▽

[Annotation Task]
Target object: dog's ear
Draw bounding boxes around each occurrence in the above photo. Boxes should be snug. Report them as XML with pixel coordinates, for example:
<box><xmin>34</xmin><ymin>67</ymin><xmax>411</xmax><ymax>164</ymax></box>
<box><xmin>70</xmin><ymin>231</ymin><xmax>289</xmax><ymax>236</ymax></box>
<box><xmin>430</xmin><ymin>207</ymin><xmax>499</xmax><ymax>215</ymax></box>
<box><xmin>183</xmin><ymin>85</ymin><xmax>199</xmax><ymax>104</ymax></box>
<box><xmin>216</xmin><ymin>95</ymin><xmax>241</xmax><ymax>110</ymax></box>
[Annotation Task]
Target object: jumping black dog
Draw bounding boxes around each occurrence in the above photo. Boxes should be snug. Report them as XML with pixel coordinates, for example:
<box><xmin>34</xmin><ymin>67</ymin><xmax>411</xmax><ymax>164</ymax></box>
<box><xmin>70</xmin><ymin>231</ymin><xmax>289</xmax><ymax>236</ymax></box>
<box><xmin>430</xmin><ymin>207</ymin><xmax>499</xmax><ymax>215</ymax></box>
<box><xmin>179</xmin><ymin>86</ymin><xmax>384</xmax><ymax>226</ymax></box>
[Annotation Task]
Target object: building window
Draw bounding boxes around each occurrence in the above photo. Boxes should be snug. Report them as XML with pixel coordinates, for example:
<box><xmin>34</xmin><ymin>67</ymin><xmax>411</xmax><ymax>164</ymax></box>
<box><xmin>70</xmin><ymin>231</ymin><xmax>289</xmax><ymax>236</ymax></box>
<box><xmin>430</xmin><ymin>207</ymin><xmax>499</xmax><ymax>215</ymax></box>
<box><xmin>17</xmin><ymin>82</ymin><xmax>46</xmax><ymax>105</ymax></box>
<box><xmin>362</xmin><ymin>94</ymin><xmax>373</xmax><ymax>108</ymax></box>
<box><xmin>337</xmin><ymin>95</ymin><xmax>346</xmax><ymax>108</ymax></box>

△

Copy every line of the records above word for word, from the first record through the last.

[Annotation Task]
Target object: dog's ear
Draw bounding boxes around each occurrence in the above photo. Boxes should be snug. Report them as XML with pixel coordinates, for example:
<box><xmin>34</xmin><ymin>67</ymin><xmax>411</xmax><ymax>164</ymax></box>
<box><xmin>70</xmin><ymin>231</ymin><xmax>289</xmax><ymax>236</ymax></box>
<box><xmin>430</xmin><ymin>207</ymin><xmax>499</xmax><ymax>215</ymax></box>
<box><xmin>183</xmin><ymin>85</ymin><xmax>199</xmax><ymax>104</ymax></box>
<box><xmin>216</xmin><ymin>95</ymin><xmax>241</xmax><ymax>110</ymax></box>
[Annotation Task]
Target object: jumping black dog
Draw bounding boxes around each occurrence in the above photo. Boxes should be snug. Report them as XML with pixel coordinates, for example:
<box><xmin>34</xmin><ymin>67</ymin><xmax>411</xmax><ymax>164</ymax></box>
<box><xmin>70</xmin><ymin>231</ymin><xmax>289</xmax><ymax>236</ymax></box>
<box><xmin>430</xmin><ymin>207</ymin><xmax>499</xmax><ymax>215</ymax></box>
<box><xmin>179</xmin><ymin>86</ymin><xmax>384</xmax><ymax>226</ymax></box>
[Annotation Task]
Target object: building window
Draw bounding boxes around each occurrence in the above photo. Boxes should be snug. Report them as XML with pixel coordinates, for example:
<box><xmin>34</xmin><ymin>67</ymin><xmax>411</xmax><ymax>164</ymax></box>
<box><xmin>70</xmin><ymin>231</ymin><xmax>289</xmax><ymax>236</ymax></box>
<box><xmin>430</xmin><ymin>207</ymin><xmax>499</xmax><ymax>215</ymax></box>
<box><xmin>17</xmin><ymin>82</ymin><xmax>46</xmax><ymax>105</ymax></box>
<box><xmin>362</xmin><ymin>94</ymin><xmax>373</xmax><ymax>108</ymax></box>
<box><xmin>337</xmin><ymin>95</ymin><xmax>346</xmax><ymax>108</ymax></box>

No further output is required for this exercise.